== The request ==
Count the lines in the entries below that contain the string "farmland", treating uppercase and lowercase as different, and reply with only that number.
╭─ Entries supplied
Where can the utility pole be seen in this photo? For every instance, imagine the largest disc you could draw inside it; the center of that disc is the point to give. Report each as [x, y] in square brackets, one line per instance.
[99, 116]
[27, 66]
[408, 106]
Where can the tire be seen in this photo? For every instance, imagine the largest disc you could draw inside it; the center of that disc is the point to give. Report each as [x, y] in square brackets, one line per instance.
╰─
╭─ Entries supplied
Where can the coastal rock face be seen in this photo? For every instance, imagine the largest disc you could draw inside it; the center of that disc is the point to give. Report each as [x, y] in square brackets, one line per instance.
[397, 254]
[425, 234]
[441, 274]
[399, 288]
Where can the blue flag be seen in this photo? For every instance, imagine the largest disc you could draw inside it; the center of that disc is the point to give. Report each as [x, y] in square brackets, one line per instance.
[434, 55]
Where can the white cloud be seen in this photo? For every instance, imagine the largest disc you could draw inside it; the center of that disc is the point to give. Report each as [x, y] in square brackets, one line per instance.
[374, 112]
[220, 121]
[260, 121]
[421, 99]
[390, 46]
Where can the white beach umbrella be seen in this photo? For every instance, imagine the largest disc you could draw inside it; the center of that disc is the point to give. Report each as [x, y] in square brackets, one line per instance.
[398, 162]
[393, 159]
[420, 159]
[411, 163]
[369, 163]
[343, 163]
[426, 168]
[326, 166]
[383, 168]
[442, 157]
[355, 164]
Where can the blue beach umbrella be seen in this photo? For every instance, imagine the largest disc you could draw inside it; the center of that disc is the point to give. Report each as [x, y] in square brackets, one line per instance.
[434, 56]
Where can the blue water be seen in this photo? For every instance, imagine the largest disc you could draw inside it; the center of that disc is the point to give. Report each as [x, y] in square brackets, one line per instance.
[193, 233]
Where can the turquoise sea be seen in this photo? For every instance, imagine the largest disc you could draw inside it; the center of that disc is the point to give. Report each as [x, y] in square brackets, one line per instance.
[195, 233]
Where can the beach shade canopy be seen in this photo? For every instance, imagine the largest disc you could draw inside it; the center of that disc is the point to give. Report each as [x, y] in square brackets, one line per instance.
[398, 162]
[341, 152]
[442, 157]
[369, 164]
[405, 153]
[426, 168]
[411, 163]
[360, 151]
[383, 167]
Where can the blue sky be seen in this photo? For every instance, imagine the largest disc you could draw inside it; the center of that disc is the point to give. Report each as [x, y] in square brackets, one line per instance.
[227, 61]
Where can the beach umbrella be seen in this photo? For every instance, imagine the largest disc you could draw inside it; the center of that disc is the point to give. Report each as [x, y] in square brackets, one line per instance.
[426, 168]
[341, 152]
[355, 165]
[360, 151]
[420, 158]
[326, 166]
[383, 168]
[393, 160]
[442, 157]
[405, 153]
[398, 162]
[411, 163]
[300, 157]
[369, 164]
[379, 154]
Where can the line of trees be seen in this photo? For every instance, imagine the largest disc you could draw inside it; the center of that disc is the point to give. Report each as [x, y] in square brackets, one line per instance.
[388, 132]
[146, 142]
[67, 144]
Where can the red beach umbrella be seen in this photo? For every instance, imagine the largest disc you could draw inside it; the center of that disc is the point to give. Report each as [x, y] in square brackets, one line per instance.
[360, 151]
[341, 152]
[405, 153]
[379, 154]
╰─
╭─ Entries supplied
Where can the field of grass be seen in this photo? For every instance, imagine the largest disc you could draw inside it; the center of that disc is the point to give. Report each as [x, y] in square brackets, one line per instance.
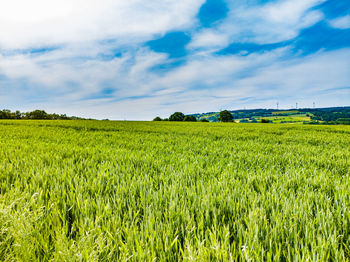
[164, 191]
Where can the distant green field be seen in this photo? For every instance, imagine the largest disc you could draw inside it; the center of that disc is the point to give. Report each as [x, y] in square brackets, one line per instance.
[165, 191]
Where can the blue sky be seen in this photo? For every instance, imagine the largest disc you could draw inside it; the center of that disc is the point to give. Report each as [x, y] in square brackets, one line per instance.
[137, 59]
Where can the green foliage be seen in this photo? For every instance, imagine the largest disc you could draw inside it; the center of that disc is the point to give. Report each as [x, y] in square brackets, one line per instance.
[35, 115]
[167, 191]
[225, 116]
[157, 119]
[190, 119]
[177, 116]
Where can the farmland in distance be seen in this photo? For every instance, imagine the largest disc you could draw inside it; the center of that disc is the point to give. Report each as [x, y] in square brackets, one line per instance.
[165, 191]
╰─
== Written solution ==
1